* **Passage to read**
****************************************
Detroit’s bankruptcy is an implosion of overpromises, underfunding, national recession and local depression.  Detroit’s residents and creditors are feeling real pain from their bankruptcy.  It’s an unusual case because pension obligations are being forcibly reduced, sending waves of alarm to unionized workers across the US.

For decades, local politicians agreed to wage and benefit deals that exceeded Detroit’s capabilities, and for the last 5 years, pension fund investments have yielded miserly returns, far less than the 6%-7% that some pension fund managers fantasized was realistic. 

Long ago the automotive industry abandoned Detroit, taking with it a remarkably well-paid workforce that funded property taxes, but the auto industry did not take the proportionate share of debt, infrastructure, and service costs when it left.  Detroit’s population loss is not unique — New Orleans, Cincinnati, Birmingham and Buffalo each suffered major declines in population, stressing the remaining taxpayers.  

Detroit is not unique in promising more than its taxpayers can deliver.  Spending on pensions averages about 10% of a city’s general fund spending.  But cities such as Detroit, San Jose, Oakland and Berkeley allow pension costs to exceed 25% of the general fund spending.
****************************************
* **Stated task A**
In the passage on Detroit's bankruptcy, what share of a city's general fund spending goes to pensions on average?
* **Stated task B**
Pick up the passage on Detroit's bankruptcy after its final sentence and carry it forward.

* **Data provided**
****************************************
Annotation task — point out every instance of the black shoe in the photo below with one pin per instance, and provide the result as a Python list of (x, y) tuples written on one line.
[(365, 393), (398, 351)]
****************************************
* **Final answer A**
About 10%.

* **Final answer B**
A few states are in a similar overextended condition.  Illinois acknowledged its outsized pension problems because Governor Quinn pressured the Assembly by withholding their pay until they authorized measures to rein in the $100 billion of underfunding.  Rhode Island continues nasty fights with government unions, again due to pension excesses it cannot honor.

State and local government pension overspending is not inevitable.  Most jurisdictions exercised competency and honesty to avoid becoming financial dead-beats.  In 2011, pension funds of $3 trillion were being managed for 19.4 million government workers.  State and local pensioners in 2011 received $216 billion in benefits funded by $136 billion in contributions and ample investment earnings.  

Unions will mount court challenges to right-sizing pension obligations through bankruptcy, but that’s not the key discussion.  Taxpayers deserve a thorough actuarial assessment of oversized wage and benefit agreements benefiting public employees, then the discussion should focus on oversized benefits as vote-buying corruption.  That conversation is needed before any politician mentions “bailout.”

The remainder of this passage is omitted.